Guest Post by Willis Eschenbach
I have put forth the idea for some time now that one of the main climate thermoregulatory mechanisms is a temperature-controlled sharp increase in albedo in the tropical regions. I have explained that this occurs in a stepwise fashion when cumulus clouds first emerge, and that the albedo is further increased when some of the cumulus clouds evolve into thunderstorms.
I’ve demonstrated this with actual observations in a couple of ways. I first showed it by means of average photographs of the “view from the sun” here. I’ve also shown this occurring on a daily basis in the TAO data. So I thought, I should look in the CERES data for evidence of this putative phenomenon that I claim occurs, whereby the albedo is actively controlling the thermal input to the climate system.
Mostly, this thermoregulation appears to be happening over the ocean. And I generally dislike averages, I avoid them when I can. So … I had the idea of making a scatterplot of the total amount of reflected solar energy, versus the sea surface temperature, on a gridcell-by-gridcell basis. No averaging required. I thought well, if I’m correct, I should see the increased reflection of solar energy required by my hypothesis in the scatterplots. Figure 1 shows those results for four individual months in one meteorological year. (The year-to-year variations are surprisingly small, so these months are quite representative.)

Dataset section
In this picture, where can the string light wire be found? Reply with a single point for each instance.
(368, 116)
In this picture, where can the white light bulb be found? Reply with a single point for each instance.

Task list
1. According to the guest post, why did the author compare reflected solar energy with sea surface temperature one gridcell at a time? Answer in one to three sentences.
2. Transcribe the guest post from "I’ve demonstrated this" up to and including "the climate system.".
3. Carry the guest post on tropical albedo and sea surface temperature forward from the point where it stops.

Answer list
1. The author generally dislikes averages and avoids them when possible. A gridcell-by-gridcell scatterplot required no averaging.

2.
I’ve demonstrated this with actual observations in a couple of ways. I first showed it by means of average photographs of the “view from the sun” here. I’ve also shown this occurring on a daily basis in the TAO data. So I thought, I should look in the CERES data for evidence of this putative phenomenon that I claim occurs, whereby the albedo is actively controlling the thermal input to the climate system.

3.
Figure 1. Scatterplots showing the relationship between sea surface temperature (horizontal axis, in °C) and total energy reflected by each gridcell (in terawatts). I have used this measurement in preference to watts/square metre because each point on the scatterplot represents a different area. This approach effectively area-averages the data. Colors indicate latitude of the gridcell. Light gray is south pole, shading to black at the equator. Blue is north pole, shading to red at the equator. Click to enlarge
So … what are we looking at here, and what does it mean?
This analysis uses a one-degree by one-degree gridcell size. So each month of data contains 180 rows (latitude) by 360 rows (longitude) of data. Each point in each graph above is one gridcell.That’s 64,800 data points in each of the graphs. Each point is located on the horizontal axis by its temperature, and on the vertical axis by the total energy reflected from that gridcell.
The main feature I want to highlight is what happens when the ocean gets warm. From about 20°C to maybe 26°C, the amount of solar energy reflected by the system is generally dropping. You can see it most clearly in Figure 1’s March and September panels. But from about 26° up to the general oceanic maximum of just above 30°C, the amount of solar energy that is reflected goes through the roof. Reflected energy more than doubles in that short interval.
Note that as the ocean warms, the total energy being reflected first drops, and then reverses direction and increases. This will tend to keep ocean temperatures constant—decreasing reflections allow more energy in. But only up to a certain temperature. Above that temperature, the system rapidly increases the amount reflected to cut down any further warming.
Overall, I’d say that this is some of the strongest evidence that my proposed thermoregulatory system exists. Not only does it exist, but it appears to be a main mechanism governing the total amount of energy that enters the climate system.
It’s very late … my best regards to everyone, hasta luego …
w.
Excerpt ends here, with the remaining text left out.